** PROMPT **
Reproduce every line of the records below, including the requests, and increase each pixel coordinate in the answers by 10 while keeping the requests and their format samples unchanged. Leave the pictures out of your reproduction.
* start *
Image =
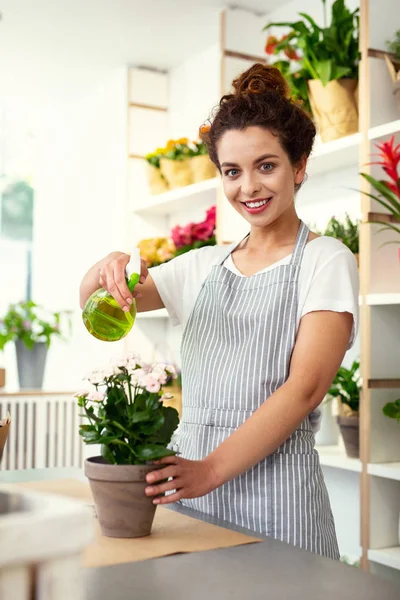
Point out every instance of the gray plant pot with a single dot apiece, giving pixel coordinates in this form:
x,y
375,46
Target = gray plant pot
x,y
31,364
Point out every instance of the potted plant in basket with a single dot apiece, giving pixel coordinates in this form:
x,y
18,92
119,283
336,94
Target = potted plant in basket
x,y
195,235
127,418
387,191
346,387
345,231
32,328
328,62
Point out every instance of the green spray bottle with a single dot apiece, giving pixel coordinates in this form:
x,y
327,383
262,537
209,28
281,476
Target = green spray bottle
x,y
103,317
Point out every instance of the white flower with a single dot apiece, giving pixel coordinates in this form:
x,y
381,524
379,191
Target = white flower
x,y
152,385
95,396
81,394
96,377
171,369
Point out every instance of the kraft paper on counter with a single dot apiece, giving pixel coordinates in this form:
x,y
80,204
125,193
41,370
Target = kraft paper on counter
x,y
172,532
4,427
* end *
** TASK RESULT **
Image =
Point out every instance of the gray plant pot with a single dot apiece, giving pixel coordinates in this form:
x,y
375,46
Target = gray plant pot
x,y
41,374
Point out every instance of the potted plant in basket with a single dot apiece, giving pixel coordinates in this form:
x,y
18,92
119,283
336,94
Target = potted plant in basket
x,y
205,245
137,428
397,201
356,397
355,241
42,338
338,72
Point out every instance of the green spray bottle with a single dot apiece, giving pixel coordinates in this form:
x,y
327,383
262,537
209,28
281,476
Target = green spray bottle
x,y
113,327
Point out every instance of the white flower with a single dot apiece, giving pixel coordinates in this form:
x,y
381,524
379,191
Target = white flower
x,y
162,395
105,406
91,404
106,387
181,379
Point out every instance of the kraft paper on counter with a single dot apiece, giving pixel coordinates in this form:
x,y
80,204
125,193
41,370
Target = kraft paper on counter
x,y
182,542
14,437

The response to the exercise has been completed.